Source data
((
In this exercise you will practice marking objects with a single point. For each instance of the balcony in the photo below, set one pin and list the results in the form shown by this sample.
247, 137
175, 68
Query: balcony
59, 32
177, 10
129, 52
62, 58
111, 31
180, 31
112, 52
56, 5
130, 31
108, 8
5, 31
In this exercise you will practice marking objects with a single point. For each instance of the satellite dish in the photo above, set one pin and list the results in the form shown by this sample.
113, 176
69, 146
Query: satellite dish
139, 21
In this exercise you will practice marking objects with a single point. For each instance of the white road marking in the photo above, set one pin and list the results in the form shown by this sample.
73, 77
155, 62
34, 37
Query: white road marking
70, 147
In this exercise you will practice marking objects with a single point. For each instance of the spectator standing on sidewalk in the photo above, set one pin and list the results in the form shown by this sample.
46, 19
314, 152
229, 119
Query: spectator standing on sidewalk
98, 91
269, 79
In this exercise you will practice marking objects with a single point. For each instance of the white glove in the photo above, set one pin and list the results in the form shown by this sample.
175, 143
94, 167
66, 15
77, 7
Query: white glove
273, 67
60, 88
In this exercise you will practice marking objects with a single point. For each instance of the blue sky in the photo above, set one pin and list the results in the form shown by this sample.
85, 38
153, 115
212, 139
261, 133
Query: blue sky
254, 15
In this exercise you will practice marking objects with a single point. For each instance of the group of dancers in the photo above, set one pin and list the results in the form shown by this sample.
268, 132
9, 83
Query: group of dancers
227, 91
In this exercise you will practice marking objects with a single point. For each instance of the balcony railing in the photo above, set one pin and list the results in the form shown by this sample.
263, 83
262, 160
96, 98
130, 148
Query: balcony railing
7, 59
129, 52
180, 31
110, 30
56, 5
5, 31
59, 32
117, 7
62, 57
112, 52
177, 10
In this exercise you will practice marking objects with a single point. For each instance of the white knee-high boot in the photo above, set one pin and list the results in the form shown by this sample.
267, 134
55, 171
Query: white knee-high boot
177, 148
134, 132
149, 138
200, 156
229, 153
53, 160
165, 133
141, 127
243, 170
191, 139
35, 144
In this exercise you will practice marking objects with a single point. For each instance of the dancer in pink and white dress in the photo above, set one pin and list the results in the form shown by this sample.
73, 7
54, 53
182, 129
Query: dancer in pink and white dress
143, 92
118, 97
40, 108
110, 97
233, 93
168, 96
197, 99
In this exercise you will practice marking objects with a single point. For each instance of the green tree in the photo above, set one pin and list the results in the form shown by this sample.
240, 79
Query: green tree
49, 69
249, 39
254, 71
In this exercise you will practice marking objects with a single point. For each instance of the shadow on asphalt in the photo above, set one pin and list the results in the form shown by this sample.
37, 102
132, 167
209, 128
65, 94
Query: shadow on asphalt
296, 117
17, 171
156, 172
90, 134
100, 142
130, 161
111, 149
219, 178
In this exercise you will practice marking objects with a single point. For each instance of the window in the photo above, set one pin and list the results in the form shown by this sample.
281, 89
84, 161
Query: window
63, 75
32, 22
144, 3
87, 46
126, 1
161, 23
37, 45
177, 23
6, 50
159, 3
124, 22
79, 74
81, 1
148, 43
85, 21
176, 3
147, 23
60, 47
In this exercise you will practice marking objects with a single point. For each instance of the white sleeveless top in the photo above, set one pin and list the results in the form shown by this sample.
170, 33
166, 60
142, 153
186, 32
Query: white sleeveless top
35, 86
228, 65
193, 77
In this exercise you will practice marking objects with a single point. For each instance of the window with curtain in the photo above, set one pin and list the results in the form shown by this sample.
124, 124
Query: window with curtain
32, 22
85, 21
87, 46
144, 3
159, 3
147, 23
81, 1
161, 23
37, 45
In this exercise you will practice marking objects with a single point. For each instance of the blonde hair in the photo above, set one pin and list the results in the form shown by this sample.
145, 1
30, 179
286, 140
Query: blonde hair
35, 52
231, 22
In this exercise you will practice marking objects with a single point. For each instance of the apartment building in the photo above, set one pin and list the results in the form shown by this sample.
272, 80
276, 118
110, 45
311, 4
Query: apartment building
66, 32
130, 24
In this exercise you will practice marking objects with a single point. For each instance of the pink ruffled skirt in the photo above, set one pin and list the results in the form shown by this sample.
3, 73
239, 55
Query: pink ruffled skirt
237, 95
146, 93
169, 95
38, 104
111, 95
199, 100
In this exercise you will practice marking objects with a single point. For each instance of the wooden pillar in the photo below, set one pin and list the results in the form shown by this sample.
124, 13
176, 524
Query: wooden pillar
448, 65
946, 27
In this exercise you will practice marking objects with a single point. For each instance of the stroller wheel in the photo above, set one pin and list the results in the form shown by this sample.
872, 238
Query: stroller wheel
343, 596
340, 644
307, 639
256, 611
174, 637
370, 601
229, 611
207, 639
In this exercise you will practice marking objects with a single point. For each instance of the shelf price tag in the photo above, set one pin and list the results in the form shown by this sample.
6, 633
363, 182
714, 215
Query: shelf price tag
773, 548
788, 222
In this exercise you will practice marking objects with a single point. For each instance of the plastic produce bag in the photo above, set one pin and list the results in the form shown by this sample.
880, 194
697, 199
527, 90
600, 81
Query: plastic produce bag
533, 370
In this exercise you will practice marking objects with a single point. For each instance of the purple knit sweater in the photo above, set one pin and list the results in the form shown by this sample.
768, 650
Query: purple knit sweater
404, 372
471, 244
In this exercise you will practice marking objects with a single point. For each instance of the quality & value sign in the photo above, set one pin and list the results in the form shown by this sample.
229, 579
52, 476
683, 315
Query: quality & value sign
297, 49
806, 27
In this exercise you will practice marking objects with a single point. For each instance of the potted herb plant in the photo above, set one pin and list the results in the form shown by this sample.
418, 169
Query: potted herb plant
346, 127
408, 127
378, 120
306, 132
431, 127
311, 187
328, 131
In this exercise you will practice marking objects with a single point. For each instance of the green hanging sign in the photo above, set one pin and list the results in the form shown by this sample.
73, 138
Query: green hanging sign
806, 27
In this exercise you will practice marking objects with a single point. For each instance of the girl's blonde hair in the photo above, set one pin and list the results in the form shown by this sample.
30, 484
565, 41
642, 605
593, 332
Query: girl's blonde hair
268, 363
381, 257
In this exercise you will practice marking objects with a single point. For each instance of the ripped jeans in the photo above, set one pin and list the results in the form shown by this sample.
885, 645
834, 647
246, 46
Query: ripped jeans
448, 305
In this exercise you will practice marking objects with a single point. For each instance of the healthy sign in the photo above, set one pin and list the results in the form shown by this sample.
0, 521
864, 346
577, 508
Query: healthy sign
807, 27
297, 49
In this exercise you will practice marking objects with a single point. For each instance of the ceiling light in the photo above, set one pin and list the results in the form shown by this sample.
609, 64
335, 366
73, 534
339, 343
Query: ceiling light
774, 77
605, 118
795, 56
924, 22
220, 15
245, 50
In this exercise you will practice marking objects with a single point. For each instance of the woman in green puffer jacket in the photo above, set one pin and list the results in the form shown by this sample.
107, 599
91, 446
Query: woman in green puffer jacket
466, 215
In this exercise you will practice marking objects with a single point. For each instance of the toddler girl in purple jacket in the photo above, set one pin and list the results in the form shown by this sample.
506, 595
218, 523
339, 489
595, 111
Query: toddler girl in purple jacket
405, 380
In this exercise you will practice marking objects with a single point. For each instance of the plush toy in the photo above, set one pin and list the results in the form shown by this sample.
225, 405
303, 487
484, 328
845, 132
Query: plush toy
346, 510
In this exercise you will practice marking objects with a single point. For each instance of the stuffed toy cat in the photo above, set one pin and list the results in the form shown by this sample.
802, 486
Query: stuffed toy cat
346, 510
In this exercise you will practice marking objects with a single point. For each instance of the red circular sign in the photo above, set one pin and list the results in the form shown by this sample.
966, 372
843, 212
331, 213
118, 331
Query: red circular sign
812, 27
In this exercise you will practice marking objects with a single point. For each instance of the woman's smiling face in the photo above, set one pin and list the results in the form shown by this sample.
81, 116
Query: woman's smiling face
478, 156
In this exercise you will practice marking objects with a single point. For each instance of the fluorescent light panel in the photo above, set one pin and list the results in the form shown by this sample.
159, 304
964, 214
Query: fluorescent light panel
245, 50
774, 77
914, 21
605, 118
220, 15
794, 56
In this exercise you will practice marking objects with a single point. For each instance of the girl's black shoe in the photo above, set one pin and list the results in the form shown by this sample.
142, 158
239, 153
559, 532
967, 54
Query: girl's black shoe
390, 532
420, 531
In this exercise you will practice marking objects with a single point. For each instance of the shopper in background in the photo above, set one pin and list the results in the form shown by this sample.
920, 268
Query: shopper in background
))
- Description of the task -
Copy out everything from the line containing "of the woman's" down to the last line of the source data, reproducing each line without change.

- Worked solution -
In this exercise you will practice marking objects with a single point. For each instance of the woman's smiling face in the photo above, set one pin and list the results in the form shown by this sample.
81, 116
Query: woman's smiling face
478, 156
In this exercise you will practice marking objects with a single point. For each instance of the fluorescent light panel in the photo above, set one pin and list the results in the form shown by this sample.
159, 304
964, 214
Query: fluorescent light panel
245, 50
774, 77
914, 21
605, 118
220, 15
794, 56
In this exercise you will practice marking objects with a single point. For each instance of the girl's black shoe in the photo above, set one pin and list the results in the form shown by this sample.
142, 158
239, 153
559, 532
967, 54
Query: girl's black shoe
390, 532
420, 531
In this exercise you will practice marking objects with a single point. For each instance of the shopper in background in the photo above, set one pin and list the results in the form shown by this sample.
920, 268
Query: shopper in background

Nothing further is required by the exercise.